▶ Exercise input:
+ + + + +

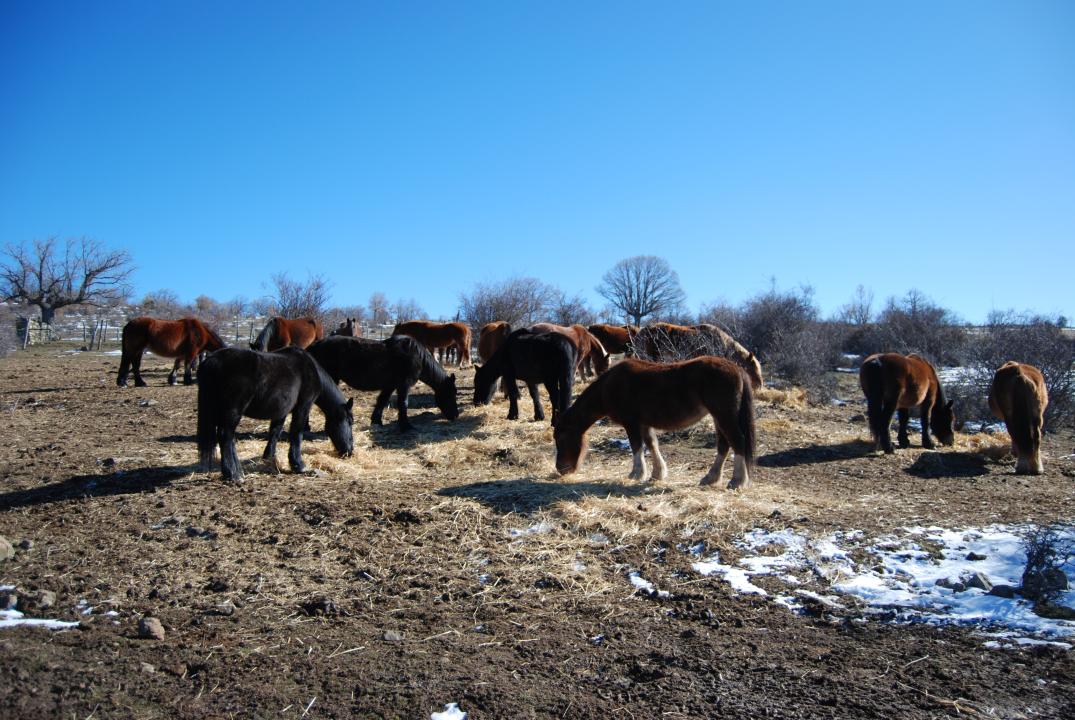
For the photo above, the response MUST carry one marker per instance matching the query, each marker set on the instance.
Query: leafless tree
(642, 286)
(51, 274)
(294, 299)
(519, 301)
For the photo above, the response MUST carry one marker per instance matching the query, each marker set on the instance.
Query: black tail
(872, 379)
(206, 417)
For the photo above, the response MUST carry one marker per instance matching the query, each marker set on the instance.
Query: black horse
(532, 357)
(392, 364)
(233, 383)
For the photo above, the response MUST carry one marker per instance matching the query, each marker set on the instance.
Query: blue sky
(419, 147)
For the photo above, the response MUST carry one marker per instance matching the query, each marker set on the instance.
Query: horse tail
(206, 416)
(746, 425)
(267, 335)
(872, 379)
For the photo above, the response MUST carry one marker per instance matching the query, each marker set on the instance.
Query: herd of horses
(670, 377)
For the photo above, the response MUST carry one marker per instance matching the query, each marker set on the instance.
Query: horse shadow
(429, 427)
(929, 465)
(817, 454)
(529, 493)
(118, 483)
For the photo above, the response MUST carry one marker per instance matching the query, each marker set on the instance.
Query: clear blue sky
(418, 147)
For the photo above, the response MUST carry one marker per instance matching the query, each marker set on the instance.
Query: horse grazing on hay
(281, 332)
(544, 357)
(1018, 397)
(184, 340)
(434, 335)
(644, 397)
(664, 342)
(392, 364)
(894, 383)
(348, 328)
(237, 383)
(591, 357)
(615, 337)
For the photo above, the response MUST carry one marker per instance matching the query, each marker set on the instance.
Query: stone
(149, 628)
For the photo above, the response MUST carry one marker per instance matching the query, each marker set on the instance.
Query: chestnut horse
(183, 340)
(439, 334)
(281, 332)
(894, 383)
(591, 357)
(615, 337)
(1018, 398)
(664, 341)
(644, 396)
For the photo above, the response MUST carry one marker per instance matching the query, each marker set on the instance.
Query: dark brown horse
(348, 328)
(896, 383)
(281, 332)
(591, 358)
(439, 334)
(615, 337)
(664, 341)
(644, 396)
(1018, 398)
(183, 340)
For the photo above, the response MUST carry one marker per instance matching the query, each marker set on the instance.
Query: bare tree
(294, 299)
(642, 286)
(378, 308)
(519, 301)
(49, 274)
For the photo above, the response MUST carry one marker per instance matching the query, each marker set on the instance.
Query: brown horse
(348, 328)
(591, 356)
(183, 340)
(439, 334)
(896, 383)
(1018, 398)
(664, 341)
(281, 332)
(615, 337)
(644, 396)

+ + + + +

▶ Task item: Look above for the line containing "Query: dark brown horse". From there to the final line of the entries, repeat every line exactly.

▶ Solution to this exercise:
Query: dark brown horse
(348, 328)
(896, 383)
(281, 332)
(591, 358)
(439, 334)
(615, 337)
(664, 341)
(644, 396)
(1018, 398)
(183, 340)
For the photo above, the response MUST carry one marker per instance matching the query, each marker set on the instance.
Query: bare tree
(294, 299)
(642, 286)
(378, 308)
(519, 301)
(49, 274)
For the photo above, the response MUST carry one marker per instance matching the query, each marker set on the instance.
Query: brown horse
(348, 328)
(591, 356)
(183, 340)
(439, 334)
(896, 383)
(1018, 398)
(664, 341)
(281, 332)
(615, 337)
(644, 396)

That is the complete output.